Woodling: Ice Field needs help

Ice Field isn’t looking too spiffy these days.

Weeds and brown spots dot the grassy landscape of the city-owned baseball diamond in the southeast quadrant of Holcom Sports Complex. And the tiny, minimal scoreboard above the left-field fence is so old it still contains a Pepsi sign. The city long ago switched its soft-drink affiliation to Coca-Cola.

On the plus side, the city plans to re-grade, re-seed and renovate Ice Field, and, if all goes well, the aging facility will have a new and improved scoreboard next spring, too.

You guessed it. The city doesn’t have the money for the scoreboard, and that’s where Lee Ice and a committee of former Legion and Lawrence High players – Ice Field also is the home of the Lions – come in. They hope to raise nearly $20,000 to erect a scoreboard behind the right-center-field fence.

“Not only is the Pepsi sign outdated,” Ice told me, “but the scoreboard never should have been placed in left field, because when the sun’s shining you can’t see it.”

• Dataset entries:
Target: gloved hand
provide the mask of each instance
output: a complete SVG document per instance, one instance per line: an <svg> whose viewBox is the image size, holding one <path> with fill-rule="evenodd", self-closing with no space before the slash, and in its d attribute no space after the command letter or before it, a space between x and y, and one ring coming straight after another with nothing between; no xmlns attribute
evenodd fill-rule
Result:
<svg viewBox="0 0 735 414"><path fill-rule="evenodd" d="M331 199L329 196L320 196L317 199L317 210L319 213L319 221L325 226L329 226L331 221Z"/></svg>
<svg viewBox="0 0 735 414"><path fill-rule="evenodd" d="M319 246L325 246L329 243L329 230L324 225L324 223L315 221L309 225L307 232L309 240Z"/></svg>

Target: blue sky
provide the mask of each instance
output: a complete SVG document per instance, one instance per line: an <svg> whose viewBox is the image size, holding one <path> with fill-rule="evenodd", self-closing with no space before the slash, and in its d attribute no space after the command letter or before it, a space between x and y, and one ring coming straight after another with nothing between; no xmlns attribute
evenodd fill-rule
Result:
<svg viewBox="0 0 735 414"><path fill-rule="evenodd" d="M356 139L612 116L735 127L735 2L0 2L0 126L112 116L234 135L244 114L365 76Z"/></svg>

• THINGS TO DO:
1 - In one to three sentences, explain why Lee Ice says in the column on Ice Field that the scoreboard never should have been placed in left field.
2 - Copy the passage from the column on Ice Field starting with "Woodling: Ice Field" and going on through "the right-center-field fence.".
Nothing in the listing is needed for this work.

• SOLUTIONS TO EACH TASK:
1 - Ice says that when the sun is shining, you can't see a scoreboard in left field.

2 -
Woodling: Ice Field needs help

Ice Field isn’t looking too spiffy these days.

Weeds and brown spots dot the grassy landscape of the city-owned baseball diamond in the southeast quadrant of Holcom Sports Complex. And the tiny, minimal scoreboard above the left-field fence is so old it still contains a Pepsi sign. The city long ago switched its soft-drink affiliation to Coca-Cola.

On the plus side, the city plans to re-grade, re-seed and renovate Ice Field, and, if all goes well, the aging facility will have a new and improved scoreboard next spring, too.

You guessed it. The city doesn’t have the money for the scoreboard, and that’s where Lee Ice and a committee of former Legion and Lawrence High players – Ice Field also is the home of the Lions – come in. They hope to raise nearly $20,000 to erect a scoreboard behind the right-center-field fence.